# start of Task inputs
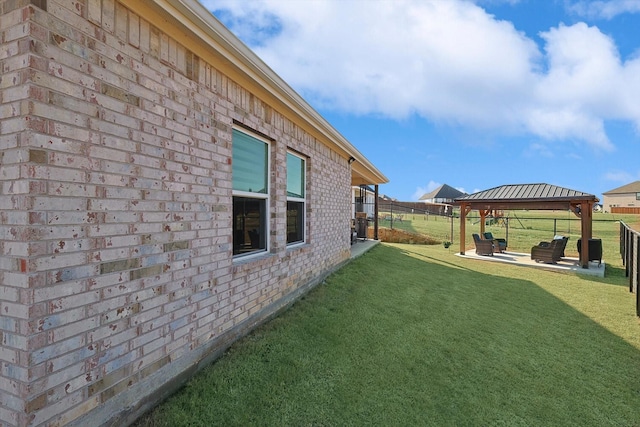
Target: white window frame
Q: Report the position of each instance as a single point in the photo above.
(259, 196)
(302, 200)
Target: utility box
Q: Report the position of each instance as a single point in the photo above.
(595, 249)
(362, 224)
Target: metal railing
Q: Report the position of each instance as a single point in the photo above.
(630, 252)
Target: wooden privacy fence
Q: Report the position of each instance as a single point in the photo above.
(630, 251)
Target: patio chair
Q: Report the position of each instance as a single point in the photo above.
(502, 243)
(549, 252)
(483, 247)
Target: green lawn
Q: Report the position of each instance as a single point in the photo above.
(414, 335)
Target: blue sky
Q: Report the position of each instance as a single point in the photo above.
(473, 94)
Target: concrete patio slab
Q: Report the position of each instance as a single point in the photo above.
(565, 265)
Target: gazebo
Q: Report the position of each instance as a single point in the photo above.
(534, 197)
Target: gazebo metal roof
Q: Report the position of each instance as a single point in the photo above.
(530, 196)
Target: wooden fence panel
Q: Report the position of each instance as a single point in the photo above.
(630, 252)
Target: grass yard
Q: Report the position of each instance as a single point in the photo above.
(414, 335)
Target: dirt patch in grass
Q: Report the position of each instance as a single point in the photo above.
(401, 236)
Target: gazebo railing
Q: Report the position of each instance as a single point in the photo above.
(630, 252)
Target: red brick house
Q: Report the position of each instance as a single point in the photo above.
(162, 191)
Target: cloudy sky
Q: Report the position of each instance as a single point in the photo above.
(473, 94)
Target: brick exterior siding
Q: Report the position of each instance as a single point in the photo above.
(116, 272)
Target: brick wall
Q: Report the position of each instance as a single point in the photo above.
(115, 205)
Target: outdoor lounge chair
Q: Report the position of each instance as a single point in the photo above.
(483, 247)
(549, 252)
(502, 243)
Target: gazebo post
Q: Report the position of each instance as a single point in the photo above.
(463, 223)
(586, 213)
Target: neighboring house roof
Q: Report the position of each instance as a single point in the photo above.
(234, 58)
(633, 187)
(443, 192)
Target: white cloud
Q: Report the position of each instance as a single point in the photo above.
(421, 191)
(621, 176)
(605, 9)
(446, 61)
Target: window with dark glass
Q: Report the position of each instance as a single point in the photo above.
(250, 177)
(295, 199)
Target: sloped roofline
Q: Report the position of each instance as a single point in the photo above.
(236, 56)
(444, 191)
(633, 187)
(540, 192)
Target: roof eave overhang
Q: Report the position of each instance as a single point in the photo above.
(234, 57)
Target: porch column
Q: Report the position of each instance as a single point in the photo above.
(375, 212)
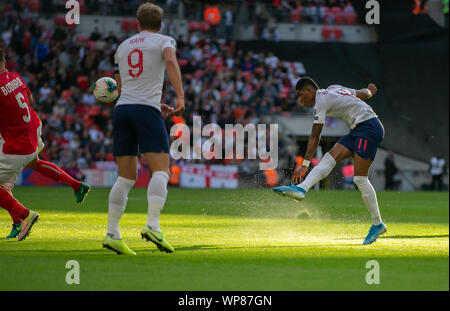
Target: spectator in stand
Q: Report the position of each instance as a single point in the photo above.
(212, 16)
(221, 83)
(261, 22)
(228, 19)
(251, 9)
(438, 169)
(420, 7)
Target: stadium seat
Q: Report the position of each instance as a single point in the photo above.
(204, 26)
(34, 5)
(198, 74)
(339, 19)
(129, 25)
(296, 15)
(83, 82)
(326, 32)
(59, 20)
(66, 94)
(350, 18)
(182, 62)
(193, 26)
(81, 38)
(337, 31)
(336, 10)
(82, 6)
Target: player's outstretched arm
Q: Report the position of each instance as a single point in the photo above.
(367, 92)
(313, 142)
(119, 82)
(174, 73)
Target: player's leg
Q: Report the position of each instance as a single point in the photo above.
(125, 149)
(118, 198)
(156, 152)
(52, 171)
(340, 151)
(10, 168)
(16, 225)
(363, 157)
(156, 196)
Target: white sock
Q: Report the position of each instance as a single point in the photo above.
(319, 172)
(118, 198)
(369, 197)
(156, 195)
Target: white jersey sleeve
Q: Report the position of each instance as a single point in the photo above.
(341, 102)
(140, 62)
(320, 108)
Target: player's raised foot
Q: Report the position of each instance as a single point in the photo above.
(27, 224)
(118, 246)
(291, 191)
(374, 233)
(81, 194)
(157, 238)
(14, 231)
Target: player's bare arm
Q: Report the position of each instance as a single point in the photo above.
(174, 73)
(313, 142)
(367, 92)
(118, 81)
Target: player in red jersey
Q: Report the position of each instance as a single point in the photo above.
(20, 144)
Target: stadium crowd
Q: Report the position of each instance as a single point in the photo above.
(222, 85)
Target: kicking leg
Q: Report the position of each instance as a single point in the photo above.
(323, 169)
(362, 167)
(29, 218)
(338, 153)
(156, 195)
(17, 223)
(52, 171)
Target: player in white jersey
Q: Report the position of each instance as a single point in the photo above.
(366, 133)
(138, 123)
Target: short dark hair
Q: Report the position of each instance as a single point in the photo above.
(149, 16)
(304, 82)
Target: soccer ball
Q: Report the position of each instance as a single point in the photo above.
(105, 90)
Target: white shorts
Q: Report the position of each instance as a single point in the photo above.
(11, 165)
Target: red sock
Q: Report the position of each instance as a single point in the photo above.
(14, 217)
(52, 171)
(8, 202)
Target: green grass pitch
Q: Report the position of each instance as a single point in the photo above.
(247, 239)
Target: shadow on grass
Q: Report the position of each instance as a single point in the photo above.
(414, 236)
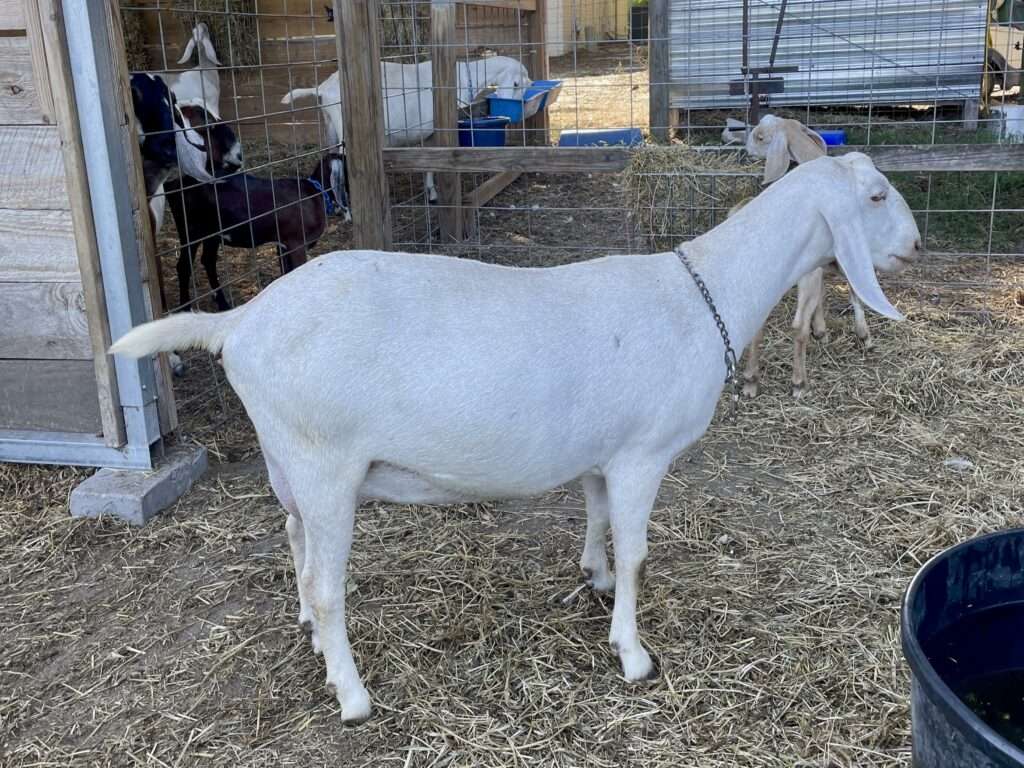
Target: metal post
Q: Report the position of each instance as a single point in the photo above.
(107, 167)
# end of Task inputs
- _Directions_: Every line of text is to be repeated exactly; pictures are left out.

- _Response to the task_:
Target: white window frame
Q: Report the position of each instance as a single point in the photo above.
(259, 196)
(302, 200)
Target: utility box
Q: Report the position of each instance as a single point in the photo above.
(595, 249)
(362, 224)
Target: metal railing
Q: Report the position of each instance as a single point in the photo above.
(630, 252)
Target: wooden privacy fence
Q: Report the position of each instance as a single point in the photo above.
(630, 251)
Target: patio chair
Q: Report the position of each instance as a single point in the photo above.
(502, 243)
(549, 252)
(483, 247)
Target: green lawn
Q: Report the position of each instance as a single point in the photo above.
(414, 335)
Target: blue sky
Q: Report the position of each instance as a single point in the photo above.
(473, 94)
Target: concrete patio slab
Q: Report the position of each instance as a single point in the photo above.
(565, 265)
Target: gazebo
Q: Report the position of each instance as a single point in the photo above.
(534, 197)
Target: gazebo metal roof
Q: Report the position of each instance as a single point in the photo above.
(530, 196)
Target: wooden fence panel
Q: Report the position of each instance as a single point in the photo above.
(630, 252)
Target: grass yard
Q: Report the position of each instance as a single point in the photo above.
(414, 335)
Target: dirt patch in grass
Q: Report the position of each instance as a single point in the photo above.
(401, 236)
Target: gazebo railing
Q: Report the position of each instance as a single point in the photo above.
(630, 252)
Target: red brick house
Q: Report the position of each instance as a single point in the photo above.
(162, 191)
Target: cloudy sky
Q: Report the position of each instance as a single point in the photo above.
(473, 94)
Target: brick exterior siding
Q: Report the position of each instance as a single point in the photo above.
(116, 272)
Target: brick wall
Q: Report the position of each instance as a single point in the photo above.
(115, 205)
Target: outdoor lounge chair
Q: Report the position of each instance as a single point in the photo above.
(483, 247)
(549, 252)
(502, 243)
Target: gazebo post
Q: Report the position of each instance as a single point in the photo above.
(463, 223)
(586, 213)
Target: neighboring house roof
Q: Report the position of each instance as a single point in the photo above.
(234, 58)
(633, 187)
(443, 192)
Target: white cloud
Q: Report the position of each instance as a single point in the photo above.
(421, 191)
(621, 176)
(605, 9)
(446, 61)
Target: window with dark glass
Q: Report the position of each instance as a single point in the photo above.
(250, 177)
(295, 199)
Target: sloped roofline
Q: Report the position of each instance as a single point in the photo above.
(236, 56)
(444, 191)
(633, 187)
(540, 192)
Target: roof eave overhang
Q: Report the position of each instance as a single point in the photo above.
(234, 57)
Target: porch column
Q: Report the position of each instance as a single point in the photo above.
(375, 212)
Target: spectator in stand
Q: Report the position of each instance as a single point in the photo above.
(212, 16)
(221, 83)
(261, 22)
(228, 19)
(251, 9)
(438, 169)
(420, 7)
Target: stadium seat
Q: Report the position of each instance as a single point in the photo above.
(204, 26)
(34, 5)
(198, 74)
(339, 19)
(129, 25)
(296, 15)
(83, 82)
(326, 32)
(59, 20)
(66, 94)
(350, 18)
(182, 62)
(193, 26)
(81, 38)
(337, 31)
(336, 10)
(82, 6)
Target: player's outstretched arm
Q: Report the position of each instance as a single point in the photo above.
(367, 92)
(313, 142)
(119, 82)
(174, 73)
Target: player's leg
Q: Report the position of each instance as a single point in the photo above.
(125, 149)
(118, 198)
(156, 152)
(52, 171)
(340, 151)
(10, 168)
(16, 225)
(363, 157)
(156, 196)
Target: white sock
Q: Report the position of each instance as a single point in the photo above.
(319, 172)
(118, 198)
(369, 197)
(156, 195)
Target: white jersey sleeve
Q: Report the position of each instance as a single point in the photo above.
(341, 102)
(140, 62)
(320, 108)
Target: player's raised foot
Q: Report the position of each instance as a single point in the photo above.
(27, 224)
(118, 246)
(291, 191)
(374, 233)
(81, 194)
(157, 238)
(14, 231)
Target: player's bare arm
Q: Report the position of each instance as a single point in the photo above.
(174, 73)
(313, 142)
(367, 92)
(118, 81)
Target: player in red jersey
Q: Report the position of each instance as a single point in the photo above.
(20, 144)
Target: stadium crowd
Q: Report the position of each instance as a single point in the photo above.
(222, 85)
Target: kicking leg
Q: Report the position of each instance as a single point in the photo above.
(323, 169)
(362, 167)
(29, 218)
(338, 153)
(156, 195)
(17, 223)
(52, 171)
Target: player in white jersey
Q: Report the position of each instance as a single point in the photo above.
(366, 133)
(138, 123)
Target: short dark hair
Q: Report the position of each instance as a single point in the photo above.
(149, 16)
(304, 82)
Target: soccer ball
Q: Report the position of each instance as a single point in the photo above.
(105, 90)
Target: white shorts
Q: Report the position of each instance as a single point in the photo above.
(11, 165)
Target: red sock
Q: Report the position of each instance as a single point in the photo above.
(14, 217)
(52, 171)
(8, 202)
Target: green grass pitch
Q: Report the position of each instance as a single point in the photo above.
(247, 239)
Target: shadow on grass
Q: Report the position of each instance as a single point in the photo above.
(414, 236)
Target: metal post
Q: Report the position of each instance as a single point in the photo above.
(107, 167)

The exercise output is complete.